*Фрагмент текста*.
Обучение по тематике "Риски в энергетике" в МЭИ
Система управления рисками ОАО "РусГидро": интервью с создателями. Часть I
- Подробности
- Родительская категория: Без категории
- Категория: ЭнергоРиск.Ру (3)
- Создано 22.07.2013 04:05
- Обновлено 22.07.2013 04:06
- Опубликовано 22.07.2013 04:05
Драйвер проекта построения системы управления рисками и автоматизацию процесса в дальнейшем – Константин Бабаев, который давно работает в компании и знает ее изнутри. Методология, начинка технологической составляющей риск-менеджмента, современные требования к контролю качества проекта, экспертиза – за это отвечаю я. Константин руководит дирекцией по управлению рисками. в которой работают наши коллеги Герман Горшков и Максим Сухарин. Кроме того, мы работаем в постоянном контакте с другими подразделениями и нашими подрядчиками, реализующими проект автоматизации.
Что касается самого видения – это разрабатывалось давно. Если говорить о методологической начинке – я к этому шел много лет, реализовал разные расчетные модели, в реальном секторе работал, в банках. Весь этот опыт пригодился нам в работе.
К слову, мы все время проводим бенчмаркинг, к нам приходит масса компаний со своими предложениями по усовершенствованию риск-менеджмента и мы пытаемся понять, в чем наши подходы хуже предлагаемых. Мы с удовольствием со всеми встречаемся и обмениваемся опытом, и пока мы видим, что наши технологии вполне адекватны и современны. В частности хочу отметить, что наша ориентация на такие показатели как VaR, RORAC, Expected Shortfall и различные оценки лимитов, соответствует даже передовым технологиям банков, то есть, например, Basel III, который сейчас будет внедряться в мире: ShortFall, критерии достаточности капитала, стресс-тестирование. Мы идеологически сумели “проскочить” в эти подходы сами и рады, что движемся поступательно.
–. Насчет показателей, раз уж зашла речь, как они используются компанией? Полученные системой риск-менеджмента показатели принимаются к сведению или являются причиной принятия или неприятия решения?
Михаил Рогов: Я больше - по методологии, Константин - по реализации проекта. Но я хочу сказать, что роль этих показателей такая, что они, конечно же, являются неотъемлемой частью принятия решений в рамках реализации стратегического плана компании.

*Исходные данные*.
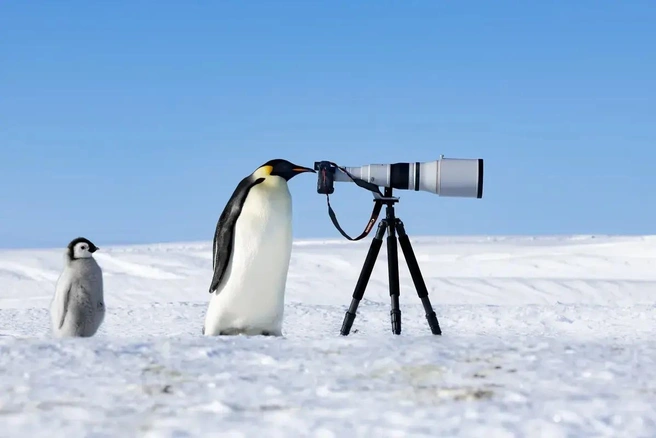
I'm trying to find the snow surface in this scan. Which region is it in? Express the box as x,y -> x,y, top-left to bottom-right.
0,236 -> 656,438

*Задания*.
1 – Кто, согласно интервью, руководит дирекцией по управлению рисками?
2 – Процитируйте отрывок интервью между словами «Что касается самого» и «нам в работе.» включительно.
Данные для работы не понадобятся.

*Ответы к заданиям*.
1 – Константин Бабаев.

2 –
Что касается самого видения – это разрабатывалось давно. Если говорить о методологической начинке – я к этому шел много лет, реализовал разные расчетные модели, в реальном секторе работал, в банках. Весь этот опыт пригодился нам в работе.